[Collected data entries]
=== Section Start ===
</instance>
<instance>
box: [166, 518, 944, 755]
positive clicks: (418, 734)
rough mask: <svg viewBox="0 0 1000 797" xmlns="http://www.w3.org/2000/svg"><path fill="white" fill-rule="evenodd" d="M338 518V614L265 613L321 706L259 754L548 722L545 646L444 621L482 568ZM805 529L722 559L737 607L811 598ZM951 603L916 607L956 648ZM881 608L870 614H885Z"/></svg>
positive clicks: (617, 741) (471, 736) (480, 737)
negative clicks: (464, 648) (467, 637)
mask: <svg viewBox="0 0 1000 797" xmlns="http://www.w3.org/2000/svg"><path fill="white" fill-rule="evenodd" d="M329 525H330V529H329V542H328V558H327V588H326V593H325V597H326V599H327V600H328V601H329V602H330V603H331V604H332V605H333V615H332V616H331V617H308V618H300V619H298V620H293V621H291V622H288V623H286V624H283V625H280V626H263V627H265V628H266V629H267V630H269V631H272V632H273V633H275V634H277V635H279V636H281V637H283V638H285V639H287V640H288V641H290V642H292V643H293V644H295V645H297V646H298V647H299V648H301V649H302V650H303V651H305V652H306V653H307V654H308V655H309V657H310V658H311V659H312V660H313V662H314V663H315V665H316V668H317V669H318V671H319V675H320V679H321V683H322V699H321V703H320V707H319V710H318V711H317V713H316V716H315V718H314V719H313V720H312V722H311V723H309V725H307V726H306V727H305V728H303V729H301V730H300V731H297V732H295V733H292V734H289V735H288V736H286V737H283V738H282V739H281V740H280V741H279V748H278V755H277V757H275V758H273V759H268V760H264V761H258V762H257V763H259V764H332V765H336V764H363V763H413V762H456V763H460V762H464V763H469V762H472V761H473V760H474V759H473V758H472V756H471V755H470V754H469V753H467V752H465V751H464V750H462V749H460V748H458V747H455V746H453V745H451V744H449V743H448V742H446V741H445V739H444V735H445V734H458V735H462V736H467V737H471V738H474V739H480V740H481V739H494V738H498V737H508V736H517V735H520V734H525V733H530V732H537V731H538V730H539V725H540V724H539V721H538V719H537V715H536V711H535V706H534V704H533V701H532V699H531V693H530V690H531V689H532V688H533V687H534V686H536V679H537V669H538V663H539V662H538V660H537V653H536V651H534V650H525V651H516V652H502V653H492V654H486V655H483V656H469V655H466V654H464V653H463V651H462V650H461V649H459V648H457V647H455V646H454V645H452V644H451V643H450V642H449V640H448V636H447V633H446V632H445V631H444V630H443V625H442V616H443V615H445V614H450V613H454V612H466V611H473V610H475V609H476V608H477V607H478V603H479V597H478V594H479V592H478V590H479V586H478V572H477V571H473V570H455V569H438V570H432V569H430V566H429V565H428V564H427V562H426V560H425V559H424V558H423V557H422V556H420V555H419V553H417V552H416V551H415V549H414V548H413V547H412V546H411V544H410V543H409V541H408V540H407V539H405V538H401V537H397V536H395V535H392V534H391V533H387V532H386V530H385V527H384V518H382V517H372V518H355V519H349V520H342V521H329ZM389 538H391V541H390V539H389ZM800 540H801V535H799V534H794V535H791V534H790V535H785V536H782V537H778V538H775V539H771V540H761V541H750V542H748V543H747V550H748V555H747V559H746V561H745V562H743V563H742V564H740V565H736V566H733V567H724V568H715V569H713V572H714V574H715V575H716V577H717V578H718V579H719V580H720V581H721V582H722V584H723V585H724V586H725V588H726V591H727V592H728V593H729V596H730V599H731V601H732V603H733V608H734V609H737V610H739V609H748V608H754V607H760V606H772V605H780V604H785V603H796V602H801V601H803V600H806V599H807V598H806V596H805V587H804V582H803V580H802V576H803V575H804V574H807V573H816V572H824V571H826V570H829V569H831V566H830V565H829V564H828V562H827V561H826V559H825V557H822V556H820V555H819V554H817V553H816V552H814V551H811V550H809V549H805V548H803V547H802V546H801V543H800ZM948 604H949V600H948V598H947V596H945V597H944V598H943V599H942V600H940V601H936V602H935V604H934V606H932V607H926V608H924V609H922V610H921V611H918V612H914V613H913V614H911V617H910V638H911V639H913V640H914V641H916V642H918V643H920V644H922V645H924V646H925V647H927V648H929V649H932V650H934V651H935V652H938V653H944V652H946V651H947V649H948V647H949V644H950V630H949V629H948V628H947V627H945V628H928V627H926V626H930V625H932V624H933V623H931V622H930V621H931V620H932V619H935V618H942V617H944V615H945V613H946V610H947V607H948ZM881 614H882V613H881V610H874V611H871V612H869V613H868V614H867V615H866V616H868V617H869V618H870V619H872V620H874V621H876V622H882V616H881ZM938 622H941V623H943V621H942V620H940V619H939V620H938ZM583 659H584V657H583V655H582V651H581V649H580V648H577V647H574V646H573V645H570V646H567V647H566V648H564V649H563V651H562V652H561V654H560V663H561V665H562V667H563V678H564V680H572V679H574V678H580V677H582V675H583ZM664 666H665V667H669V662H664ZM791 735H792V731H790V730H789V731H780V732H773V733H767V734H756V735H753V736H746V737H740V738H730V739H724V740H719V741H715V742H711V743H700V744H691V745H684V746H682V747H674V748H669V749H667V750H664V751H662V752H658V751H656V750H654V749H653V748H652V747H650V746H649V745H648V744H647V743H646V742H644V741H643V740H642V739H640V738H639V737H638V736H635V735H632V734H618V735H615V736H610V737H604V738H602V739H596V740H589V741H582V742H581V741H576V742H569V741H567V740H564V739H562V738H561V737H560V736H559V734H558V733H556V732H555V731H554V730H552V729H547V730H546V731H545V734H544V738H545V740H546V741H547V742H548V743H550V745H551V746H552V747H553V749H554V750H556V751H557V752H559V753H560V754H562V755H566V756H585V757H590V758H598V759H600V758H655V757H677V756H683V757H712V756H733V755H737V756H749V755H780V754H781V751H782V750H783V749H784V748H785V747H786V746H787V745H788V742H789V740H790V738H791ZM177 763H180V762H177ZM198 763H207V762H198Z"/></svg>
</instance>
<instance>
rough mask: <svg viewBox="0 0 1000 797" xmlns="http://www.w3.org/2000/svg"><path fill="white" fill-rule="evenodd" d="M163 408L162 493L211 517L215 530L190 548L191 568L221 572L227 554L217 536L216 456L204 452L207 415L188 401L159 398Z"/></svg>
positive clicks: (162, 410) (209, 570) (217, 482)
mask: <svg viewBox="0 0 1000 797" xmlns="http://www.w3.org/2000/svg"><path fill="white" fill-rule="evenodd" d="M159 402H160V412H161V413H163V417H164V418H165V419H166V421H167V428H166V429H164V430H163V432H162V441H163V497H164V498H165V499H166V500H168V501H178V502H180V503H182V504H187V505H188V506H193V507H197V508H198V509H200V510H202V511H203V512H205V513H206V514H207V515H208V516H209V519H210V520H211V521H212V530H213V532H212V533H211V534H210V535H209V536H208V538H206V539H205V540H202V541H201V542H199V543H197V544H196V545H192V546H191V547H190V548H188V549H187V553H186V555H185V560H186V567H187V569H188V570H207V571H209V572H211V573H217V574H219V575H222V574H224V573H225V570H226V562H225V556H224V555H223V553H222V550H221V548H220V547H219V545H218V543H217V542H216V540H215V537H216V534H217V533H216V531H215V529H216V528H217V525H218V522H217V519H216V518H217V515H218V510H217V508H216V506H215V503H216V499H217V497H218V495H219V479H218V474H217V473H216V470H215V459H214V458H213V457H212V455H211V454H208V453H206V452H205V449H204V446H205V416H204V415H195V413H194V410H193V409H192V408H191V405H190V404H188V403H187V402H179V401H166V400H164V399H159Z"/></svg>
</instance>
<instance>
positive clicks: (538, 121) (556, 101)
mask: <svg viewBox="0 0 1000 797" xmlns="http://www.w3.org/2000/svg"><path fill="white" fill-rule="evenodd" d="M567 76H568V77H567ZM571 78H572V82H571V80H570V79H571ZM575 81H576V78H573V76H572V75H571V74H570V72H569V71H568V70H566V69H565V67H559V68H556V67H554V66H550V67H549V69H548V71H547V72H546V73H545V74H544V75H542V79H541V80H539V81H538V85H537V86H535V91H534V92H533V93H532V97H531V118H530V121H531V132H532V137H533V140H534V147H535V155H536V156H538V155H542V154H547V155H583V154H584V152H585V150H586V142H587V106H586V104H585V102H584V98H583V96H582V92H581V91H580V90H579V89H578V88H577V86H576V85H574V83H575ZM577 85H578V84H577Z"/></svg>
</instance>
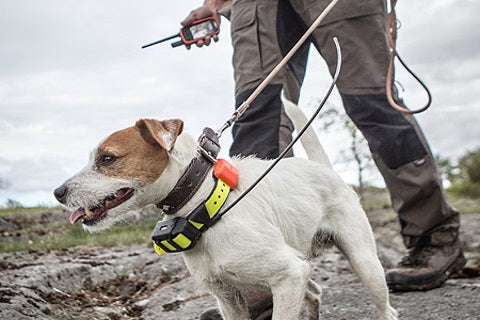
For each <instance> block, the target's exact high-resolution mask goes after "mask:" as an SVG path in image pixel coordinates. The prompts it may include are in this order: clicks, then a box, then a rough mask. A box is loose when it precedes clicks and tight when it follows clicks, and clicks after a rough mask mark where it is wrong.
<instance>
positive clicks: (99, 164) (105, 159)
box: [97, 154, 117, 166]
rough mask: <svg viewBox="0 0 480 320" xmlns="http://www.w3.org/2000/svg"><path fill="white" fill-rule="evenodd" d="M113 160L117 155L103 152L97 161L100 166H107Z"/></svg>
mask: <svg viewBox="0 0 480 320" xmlns="http://www.w3.org/2000/svg"><path fill="white" fill-rule="evenodd" d="M115 160H117V157H115V156H114V155H111V154H104V155H102V156H101V157H100V158H99V159H98V161H97V163H98V164H99V165H101V166H108V165H109V164H112V163H113V162H114V161H115Z"/></svg>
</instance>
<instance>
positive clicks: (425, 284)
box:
=== Section End ===
- WORK TO BE COMPLETED
Format the records as a numbered list, from the first line through the line containing "positive clicks: (617, 741)", including that line and skipping any blank lines.

- ANSWER FOR THE TASK
1. </instance>
2. <instance>
3. box: [166, 518, 944, 755]
4. positive clicks: (418, 734)
5. rough mask: <svg viewBox="0 0 1000 797" xmlns="http://www.w3.org/2000/svg"><path fill="white" fill-rule="evenodd" d="M338 518V614L265 613L321 706L259 754L548 722L545 646L444 621L482 568ZM805 529L722 559L737 607L811 598ZM951 603L916 607L956 648ZM881 608L870 614H885Z"/></svg>
6. positive clicks: (617, 741) (471, 736) (480, 737)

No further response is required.